Servicing

  • Freddie Mac has refinanced nearly 29,000 loans under the Obama administration's Home Affordable Refinance Program, which is designed to give borrowers with loan-to-value ratios above 80% a chance to refinance and lower their mortgage payments. As previously reported, Fannie Mae has purchased 32,000 HARP refinancings since the program got rolling in April, including 16,000 refinancings in the month of July alone. "Over 60,000 borrowers with mortgage loans that exceed 80% of the house value up to 105% have been refinanced," the Federal Housing Finance Agency said. The agency recently expanded the refinancing program to allow underwater borrowers with loan-to-value ratios of up to 125% to participate. Fannie Mae will start delivery of these loans with LTVs over 105% on Sept. 1 and Freddie Mac will start Oct. 1.

    August 13
  • The Federal Reserve said it would continue to support mortgage lending and the housing markets by purchasing agency mortgage-backed securities after concluding a two-day meeting of its Federal Open Market Committee. The FOMC members renewed the Fed's commitment to purchase up to $1.25 trillion in MBS issued by Fannie Mae, Freddie Mac and Ginnie Mae by the end of this year. The Fed has purchased $721.2 billion in agency MBS since last December. "Although economic activity is likely to remain weak for a time, the committee continues to anticipate that policy actions to stabilize financial markets and institutions, fiscal and monetary stimulus, and market forces will contribute to a gradual resumption of sustainable economic growth in the context of price stability," according to a FOMC statement. The Federal Reserve also renewed its commitment to purchase $200 billion in Fannie, Freddie and Federal Home Loan Bank debt by yearend. It has already purchased $107.3 billion in agency debt.

## GIVEN ENTRIES
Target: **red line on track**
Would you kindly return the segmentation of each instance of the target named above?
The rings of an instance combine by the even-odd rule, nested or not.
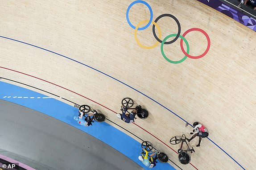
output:
[[[116,114],[117,114],[117,112],[115,112],[115,111],[113,111],[112,110],[110,109],[108,107],[106,107],[106,106],[104,106],[104,105],[103,105],[102,104],[100,104],[100,103],[98,103],[98,102],[95,102],[95,101],[94,100],[92,100],[92,99],[89,99],[89,98],[87,98],[87,97],[85,97],[85,96],[83,96],[83,95],[80,95],[80,94],[78,94],[78,93],[76,93],[76,92],[74,92],[74,91],[71,91],[71,90],[68,89],[66,88],[63,87],[62,87],[62,86],[59,86],[59,85],[58,85],[58,84],[55,84],[55,83],[53,83],[50,82],[48,81],[47,81],[47,80],[44,80],[44,79],[40,79],[40,78],[38,78],[38,77],[37,77],[34,76],[32,75],[29,75],[29,74],[26,74],[26,73],[23,73],[23,72],[20,72],[20,71],[16,71],[16,70],[12,70],[12,69],[10,69],[10,68],[8,68],[4,67],[1,67],[1,66],[0,66],[0,68],[3,68],[3,69],[4,69],[8,70],[10,70],[10,71],[12,71],[16,72],[18,73],[21,73],[21,74],[23,74],[23,75],[27,75],[27,76],[29,76],[29,77],[33,77],[33,78],[35,78],[35,79],[39,79],[39,80],[40,80],[44,81],[44,82],[45,82],[48,83],[50,83],[50,84],[53,84],[53,85],[55,85],[55,86],[58,86],[58,87],[61,87],[61,88],[63,88],[63,89],[65,89],[65,90],[67,90],[68,91],[70,91],[70,92],[72,92],[72,93],[74,93],[74,94],[76,94],[76,95],[79,95],[79,96],[81,96],[81,97],[83,97],[83,98],[85,98],[85,99],[88,99],[89,100],[90,100],[90,101],[92,101],[92,102],[94,102],[94,103],[97,103],[97,104],[99,104],[99,105],[102,106],[103,107],[106,108],[107,109],[107,110],[109,110],[109,111],[112,111],[112,112],[114,112],[114,113],[116,113]],[[148,134],[150,134],[151,136],[153,136],[154,138],[156,138],[156,139],[157,139],[157,140],[159,140],[159,141],[160,141],[161,142],[162,142],[162,143],[163,143],[164,144],[165,144],[165,145],[166,146],[168,147],[169,147],[169,148],[170,148],[170,149],[171,149],[172,150],[173,150],[173,151],[174,151],[176,154],[178,154],[178,153],[176,150],[173,150],[173,148],[172,148],[171,147],[170,147],[169,146],[168,146],[167,144],[166,144],[164,142],[162,141],[161,140],[160,140],[159,138],[158,138],[156,136],[155,136],[155,135],[154,135],[153,134],[151,134],[151,133],[150,133],[148,131],[147,131],[147,130],[146,130],[145,129],[144,129],[143,127],[140,127],[140,126],[136,124],[136,123],[134,123],[133,124],[135,124],[135,125],[137,126],[138,127],[140,127],[140,129],[143,130],[144,131],[145,131],[145,132],[146,132],[148,133]],[[193,167],[194,167],[196,170],[198,170],[198,169],[197,169],[197,168],[194,166],[192,163],[190,163],[190,165],[191,165]]]

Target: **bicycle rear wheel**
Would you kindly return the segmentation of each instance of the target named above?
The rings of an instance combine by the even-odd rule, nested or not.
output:
[[[103,114],[96,113],[94,115],[94,119],[98,122],[102,122],[105,121],[106,117]]]

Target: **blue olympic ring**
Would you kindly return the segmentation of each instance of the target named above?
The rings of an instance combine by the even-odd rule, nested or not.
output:
[[[147,28],[149,26],[149,25],[150,25],[151,23],[152,22],[152,20],[153,20],[153,11],[152,11],[152,9],[151,8],[151,7],[149,5],[149,4],[147,3],[146,2],[144,1],[143,0],[136,0],[134,2],[132,2],[132,4],[131,4],[130,5],[129,5],[129,6],[128,7],[128,8],[127,8],[127,11],[126,11],[126,20],[127,20],[127,22],[128,22],[128,24],[129,24],[129,25],[130,25],[130,26],[132,28],[135,29],[135,28],[136,27],[134,26],[132,24],[132,23],[131,23],[131,22],[130,22],[130,20],[129,20],[129,11],[130,11],[130,9],[131,9],[131,8],[132,6],[132,5],[137,3],[141,3],[145,5],[147,7],[148,7],[149,9],[149,12],[150,12],[150,19],[149,19],[149,23],[148,23],[148,24],[145,26],[138,28],[138,30],[143,30]]]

## WORK TO DO
1. In the housing finance text, how much agency mortgage-backed securities did the Federal Reserve renew its commitment to purchase by the end of the year?
2. Pick up the housing finance text after its last sentence and continue it.
The records are material separate from the housing finance text.

## ANSWER LIST
1. Up to $1.25 trillion

2.
    August 13
  • Taylor, Bean & Whitaker, the nation's 13th largest residential lender, is expected to file for bankruptcy protection as soon as this week, according to industry sources and published reports. At press time company CEO and part owner Lee Farkas could not be reached for comment. Investment banking sources told National Mortgage News that the Ocala, Fla.-based TBW, a non-bank, had borrowed heavily against its $78 billion residential servicing portfolio. It's unclear how much the non-bank borrowed but the money was part of a $300 million investment that TBW put together to invest in Colonial Bancshares of Alabama, its largest warehouse lender. The money-losing Colonial — also the nation's largest warehouse provider — is expected to eventually be taken over by the Federal Deposit Insurance Corp. TBW shut down its lending operation last week after the Federal Housing Administration suspended it as a lender and seized its Government National Mortgage Association servicing rights. Dow Jones reported that a bankruptcy filing is "imminent" for the lender, saying that an internal e-mail at TBW, dated Aug. 10, referred to a new computer folder "to assemble all of our bankruptcy detailed spreadsheets and support."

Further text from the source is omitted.